In Part II, we built the data pipeline with 25 technical indicators. Now comes the exciting part: designing the learning environment where our DQN agent will interact with the market.

A well-designed environment is critical for successful RL. We need to formulate trading as a Markov Decision Process (MDP) with:

State Space: What does the agent observe?
Action Space: What can the agent do?
Reward Function: How do we measure success?
Transition Dynamics: How does the environment evolve?

This part covers our sophisticated environment featuring:

Multi-buy position accumulation
Partial sells with FIFO lot tracking
Action masking for safety
Risk management guardrails

The complete code is in src/trading/environment.py on GitHub.

State Space: What Does the Agent See?

State Composition

The agent observes a window of recent market data plus its current portfolio state:

State = [Market Features (window_size × n_features) + Portfolio State]

Example with window_size=5, 25 features:

Shape: (5, 27)  # 25 market features + 2 portfolio features

Market Features (past 5 days):
- SPY_Close, SPY_Return, SPY_High_Low_Pct, ...
- BB_Position, BB_Width, ...
- EMA_8, EMA_21, SMA_50, SMA_200, ...
- RSI, ADX, DI_Plus, DI_Minus
- Volume_Ratio, Volume_Trend
- VIX_Close

Portfolio State (current):
- Position Ratio: shares_held / max_affordable_shares  (dynamically normalized)
- Cash Ratio: balance / starting_balance   (0.0 to ~2.0+)

Implementation

def _get_state(self) -> np.ndarray:
    """
    Get current state observation.

    Returns:
        np.ndarray: State array of shape (window_size, n_features + 2)
    """
    # Extract window of market features
    start_idx = self.current_step - self.window_size
    end_idx = self.current_step

    market_state = self.data[self.feature_columns].iloc[start_idx:end_idx].values

    # Add portfolio state to each time step
    # Normalize position by max affordable shares (price-adaptive)
    current_price = self._get_current_price()
    max_affordable_shares = self.starting_balance / current_price if current_price > 0 else 1

    position_ratio = self.shares_held / max_affordable_shares
    balance_ratio = self.balance / self.starting_balance

    portfolio_state = np.array([position_ratio, balance_ratio])

    # Broadcast portfolio state across time window
    portfolio_broadcast = np.tile(portfolio_state, (self.window_size, 1))

    # Concatenate: (window_size, n_market_features + 2)

*Dataset entries*.
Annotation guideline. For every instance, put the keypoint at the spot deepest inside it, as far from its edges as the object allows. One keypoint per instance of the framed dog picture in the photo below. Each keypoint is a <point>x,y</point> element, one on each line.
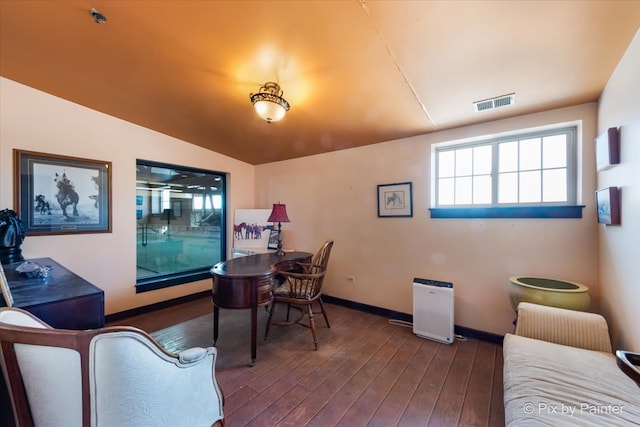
<point>395,200</point>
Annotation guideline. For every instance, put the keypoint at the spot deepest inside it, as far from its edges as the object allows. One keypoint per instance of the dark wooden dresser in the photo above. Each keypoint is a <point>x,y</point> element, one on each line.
<point>64,300</point>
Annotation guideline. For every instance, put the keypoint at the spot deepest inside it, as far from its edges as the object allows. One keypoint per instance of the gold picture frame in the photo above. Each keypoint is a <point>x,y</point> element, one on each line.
<point>57,194</point>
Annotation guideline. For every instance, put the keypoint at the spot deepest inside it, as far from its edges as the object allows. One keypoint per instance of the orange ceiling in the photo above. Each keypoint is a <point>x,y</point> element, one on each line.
<point>354,72</point>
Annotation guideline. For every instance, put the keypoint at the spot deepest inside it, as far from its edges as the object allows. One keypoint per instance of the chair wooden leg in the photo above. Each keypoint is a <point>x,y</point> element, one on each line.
<point>312,325</point>
<point>324,313</point>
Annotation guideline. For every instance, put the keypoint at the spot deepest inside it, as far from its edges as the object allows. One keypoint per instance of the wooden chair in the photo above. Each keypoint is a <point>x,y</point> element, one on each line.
<point>114,376</point>
<point>299,291</point>
<point>321,258</point>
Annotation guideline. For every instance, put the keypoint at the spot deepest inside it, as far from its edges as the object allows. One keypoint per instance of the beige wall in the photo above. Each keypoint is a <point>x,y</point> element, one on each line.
<point>334,196</point>
<point>620,245</point>
<point>328,196</point>
<point>33,120</point>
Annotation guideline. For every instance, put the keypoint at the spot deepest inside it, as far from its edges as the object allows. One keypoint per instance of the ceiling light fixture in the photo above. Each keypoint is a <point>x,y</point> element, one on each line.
<point>269,103</point>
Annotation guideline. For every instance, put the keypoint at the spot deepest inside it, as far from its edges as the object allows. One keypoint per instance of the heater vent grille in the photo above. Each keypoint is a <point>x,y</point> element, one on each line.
<point>499,101</point>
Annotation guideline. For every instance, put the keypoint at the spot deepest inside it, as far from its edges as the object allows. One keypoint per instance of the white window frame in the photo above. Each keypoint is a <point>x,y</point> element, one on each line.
<point>494,208</point>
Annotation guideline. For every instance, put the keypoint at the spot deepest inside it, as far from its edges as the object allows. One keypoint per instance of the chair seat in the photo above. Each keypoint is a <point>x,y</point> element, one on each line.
<point>300,290</point>
<point>114,376</point>
<point>285,290</point>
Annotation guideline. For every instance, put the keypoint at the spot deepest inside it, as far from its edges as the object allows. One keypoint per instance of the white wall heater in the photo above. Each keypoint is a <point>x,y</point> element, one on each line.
<point>433,310</point>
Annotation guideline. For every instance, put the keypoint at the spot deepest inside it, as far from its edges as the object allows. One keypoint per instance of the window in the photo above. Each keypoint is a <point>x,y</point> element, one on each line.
<point>527,175</point>
<point>180,233</point>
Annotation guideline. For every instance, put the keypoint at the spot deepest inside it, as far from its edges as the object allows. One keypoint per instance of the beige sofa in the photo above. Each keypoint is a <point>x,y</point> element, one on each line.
<point>559,370</point>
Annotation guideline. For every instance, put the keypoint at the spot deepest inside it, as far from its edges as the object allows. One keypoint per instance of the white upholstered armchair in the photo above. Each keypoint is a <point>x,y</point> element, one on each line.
<point>114,376</point>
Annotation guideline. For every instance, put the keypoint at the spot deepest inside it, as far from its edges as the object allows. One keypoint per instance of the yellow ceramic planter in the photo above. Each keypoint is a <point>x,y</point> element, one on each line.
<point>546,291</point>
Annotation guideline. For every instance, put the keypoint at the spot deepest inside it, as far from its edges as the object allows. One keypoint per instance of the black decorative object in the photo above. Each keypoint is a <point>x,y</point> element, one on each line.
<point>607,149</point>
<point>11,237</point>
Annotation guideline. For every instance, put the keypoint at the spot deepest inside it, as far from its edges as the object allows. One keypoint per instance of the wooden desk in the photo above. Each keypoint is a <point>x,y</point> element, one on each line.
<point>247,282</point>
<point>64,300</point>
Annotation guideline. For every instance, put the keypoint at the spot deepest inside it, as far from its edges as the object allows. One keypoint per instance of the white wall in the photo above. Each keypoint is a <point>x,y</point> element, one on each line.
<point>33,120</point>
<point>620,245</point>
<point>333,195</point>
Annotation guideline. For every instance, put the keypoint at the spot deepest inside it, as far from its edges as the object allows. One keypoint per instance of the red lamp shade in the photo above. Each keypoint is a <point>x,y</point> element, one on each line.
<point>279,213</point>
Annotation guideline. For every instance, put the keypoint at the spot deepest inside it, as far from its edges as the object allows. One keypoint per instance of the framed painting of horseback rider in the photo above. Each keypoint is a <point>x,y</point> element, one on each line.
<point>395,200</point>
<point>61,194</point>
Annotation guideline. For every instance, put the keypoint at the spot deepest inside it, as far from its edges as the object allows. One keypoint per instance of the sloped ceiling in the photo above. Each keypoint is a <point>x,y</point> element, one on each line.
<point>354,72</point>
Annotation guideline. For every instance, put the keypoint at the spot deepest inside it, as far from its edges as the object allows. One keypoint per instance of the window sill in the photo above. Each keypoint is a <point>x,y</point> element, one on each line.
<point>154,283</point>
<point>510,212</point>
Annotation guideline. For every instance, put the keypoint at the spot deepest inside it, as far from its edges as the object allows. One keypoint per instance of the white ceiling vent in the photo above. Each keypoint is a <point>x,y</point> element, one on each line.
<point>498,101</point>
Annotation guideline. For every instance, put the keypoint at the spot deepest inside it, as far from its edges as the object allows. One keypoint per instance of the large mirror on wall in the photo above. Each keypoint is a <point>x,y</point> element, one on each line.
<point>180,223</point>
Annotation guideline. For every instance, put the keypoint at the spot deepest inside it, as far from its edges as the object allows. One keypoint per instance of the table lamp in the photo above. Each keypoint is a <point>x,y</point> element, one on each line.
<point>279,215</point>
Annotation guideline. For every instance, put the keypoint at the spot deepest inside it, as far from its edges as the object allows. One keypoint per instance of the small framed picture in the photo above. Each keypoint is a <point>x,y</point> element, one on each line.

*Problems and tasks*.
1. Answer these questions using the trading-environment article.
(a) In which file does the article say the complete code can be found?
(b) In the example with window_size=5, how many portfolio features are added to the 25 market features?
(c) How is the Cash Ratio calculated?
2. Retype the trading-environment article from "# Broadcast portfolio" to "n_market_features + 2)".

*Worked answers*.
1.
(a) src/trading/environment.py
(b) 2
(c) balance / starting_balance

2.
# Broadcast portfolio state across time window
    portfolio_broadcast = np.tile(portfolio_state, (self.window_size, 1))

    # Concatenate: (window_size, n_market_features + 2)